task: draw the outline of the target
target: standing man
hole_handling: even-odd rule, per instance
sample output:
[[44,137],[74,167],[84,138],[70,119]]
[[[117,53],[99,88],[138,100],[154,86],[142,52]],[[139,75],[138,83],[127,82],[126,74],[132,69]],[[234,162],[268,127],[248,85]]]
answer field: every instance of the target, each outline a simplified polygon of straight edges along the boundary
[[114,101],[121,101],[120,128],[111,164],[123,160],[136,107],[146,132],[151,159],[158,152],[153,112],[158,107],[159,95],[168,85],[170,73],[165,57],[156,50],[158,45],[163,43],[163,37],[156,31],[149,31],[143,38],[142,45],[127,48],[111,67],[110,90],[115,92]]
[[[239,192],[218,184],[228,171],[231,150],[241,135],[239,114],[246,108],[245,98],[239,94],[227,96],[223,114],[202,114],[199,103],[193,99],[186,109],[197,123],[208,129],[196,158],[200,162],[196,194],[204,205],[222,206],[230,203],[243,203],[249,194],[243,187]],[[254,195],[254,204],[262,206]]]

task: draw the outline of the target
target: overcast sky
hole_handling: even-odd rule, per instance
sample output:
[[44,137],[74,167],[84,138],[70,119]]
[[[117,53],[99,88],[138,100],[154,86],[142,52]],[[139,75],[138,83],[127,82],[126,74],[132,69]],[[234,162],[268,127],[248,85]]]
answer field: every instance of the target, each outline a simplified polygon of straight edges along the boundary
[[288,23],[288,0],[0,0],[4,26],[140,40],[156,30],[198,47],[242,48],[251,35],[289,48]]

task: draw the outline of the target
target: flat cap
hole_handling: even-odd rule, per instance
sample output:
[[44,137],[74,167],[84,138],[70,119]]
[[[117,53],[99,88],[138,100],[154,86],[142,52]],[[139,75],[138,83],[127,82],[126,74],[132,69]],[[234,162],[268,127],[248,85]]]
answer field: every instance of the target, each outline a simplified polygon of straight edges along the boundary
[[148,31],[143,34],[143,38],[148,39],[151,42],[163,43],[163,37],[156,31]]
-------
Reproduce the whole listing above line for line, keeping every character unchanged.

task: draw the outline of the target
target: standing man
hole_handling: even-odd rule, per instance
sample output:
[[44,137],[74,167],[84,138],[70,119]]
[[[117,53],[99,88],[138,100],[154,86],[142,52]],[[139,75],[138,83],[127,82],[126,74],[132,69]],[[234,162],[268,127],[248,85]]]
answer field: every instance of the target, each outline a simplified polygon of straight edges along the boundary
[[114,101],[121,101],[120,128],[111,164],[123,160],[136,107],[146,132],[151,159],[158,152],[153,112],[158,107],[159,95],[168,85],[170,73],[165,57],[156,50],[158,45],[163,43],[163,37],[156,31],[149,31],[143,38],[142,45],[127,48],[111,67],[110,90],[115,92]]
[[[239,192],[218,184],[228,171],[231,150],[241,135],[239,114],[246,108],[245,98],[239,94],[227,96],[223,114],[202,114],[199,103],[193,99],[186,109],[197,123],[208,129],[196,158],[200,162],[196,194],[204,205],[222,206],[230,203],[243,203],[249,194],[243,187]],[[254,195],[254,204],[262,206]]]

task: draw the outline of the target
target: overcast sky
hole_handling: even-odd rule, per instance
sample output:
[[44,137],[74,167],[84,138],[70,119]]
[[[117,53],[99,88],[138,100],[154,86],[142,52]],[[139,75],[138,83],[127,82],[126,74],[132,69]],[[234,162],[268,127],[248,85]]]
answer field: every instance of the target, each outline a simplified polygon of straight edges along the boundary
[[288,23],[288,0],[0,0],[4,26],[140,40],[156,30],[198,47],[242,48],[251,35],[289,48]]

task: draw the outline of the target
target: flat cap
hole_handling: even-odd rule, per instance
sample output:
[[44,137],[74,167],[84,138],[70,119]]
[[[117,53],[99,88],[138,100],[154,86],[142,52]],[[139,75],[138,83],[127,82],[126,74],[132,69]],[[234,162],[268,127],[248,85]]]
answer field: every instance of the target, each outline a simplified polygon of straight edges along the boundary
[[148,31],[143,34],[143,38],[148,39],[151,42],[163,43],[163,37],[156,31]]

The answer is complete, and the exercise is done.